* [EXCERTO FORNECIDO]

------------------------------------

Acórdão do Tribunal da Relação de Coimbra
Processo:
360/16.1GASEI-A.C1
Nº Convencional: JTRC
Relator: VASQUES OSÓRIO
Descritores: BUSCA DOMICILIÁRIA
PRESSUPOSTOS
Data do Acordão: 02/08/2017
Votação: UNANIMIDADE
Tribunal Recurso: GUARDA (JUÍZO LOCAL DE SEIA J2)
Texto Integral: S
Meio Processual: RECURSO CRIMINAL
Decisão: CONFIRMADA
Legislação Nacional: ARTS. 18.º, 26.º, 32.º E 34.º DA CRP; ART. 174.º DO CPP
Sumário: I - A busca é um meio de obtenção de prova tipificado no CPP, que visa a detenção do arguido ou de outra pessoa, ou a descoberta de objectos relacionados com um crime ou que possam servir de prova no processo.

II - A busca só deve ser autorizada quando se revele estritamente necessária para que o Estado assegure o direito à administração da justiça, com respeito pelo princípio da proporcionalidade.

III - Indício não é sinónimo de mera suspeita, tem que ser algo mais que esta, sob pena de não se conseguir evitar a proibição do excesso.

------------------------------------

* [O QUE PRODUZIR] Copie, sem qualquer alteração, o trecho do acórdão acima que vai desde "II - A busca" até "proibição do excesso.", inclusive.

* [Entradas guardadas]

------------------------------------

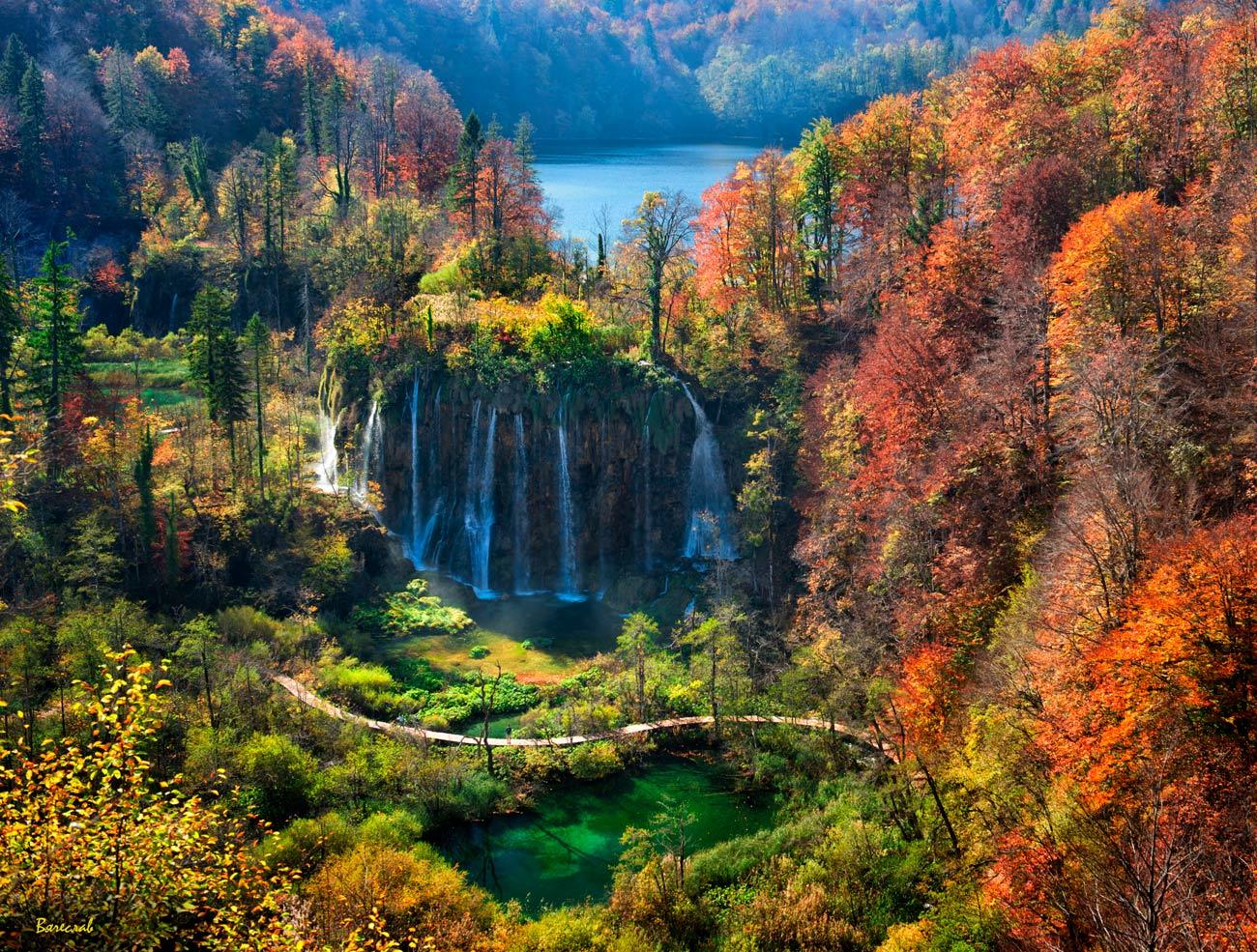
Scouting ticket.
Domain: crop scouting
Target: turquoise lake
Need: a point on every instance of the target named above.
(566, 851)
(582, 179)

------------------------------------

* [RESULTADO DA TAREFA]
II - A busca só deve ser autorizada quando se revele estritamente necessária para que o Estado assegure o direito à administração da justiça, com respeito pelo princípio da proporcionalidade.

III - Indício não é sinónimo de mera suspeita, tem que ser algo mais que esta, sob pena de não se conseguir evitar a proibição do excesso.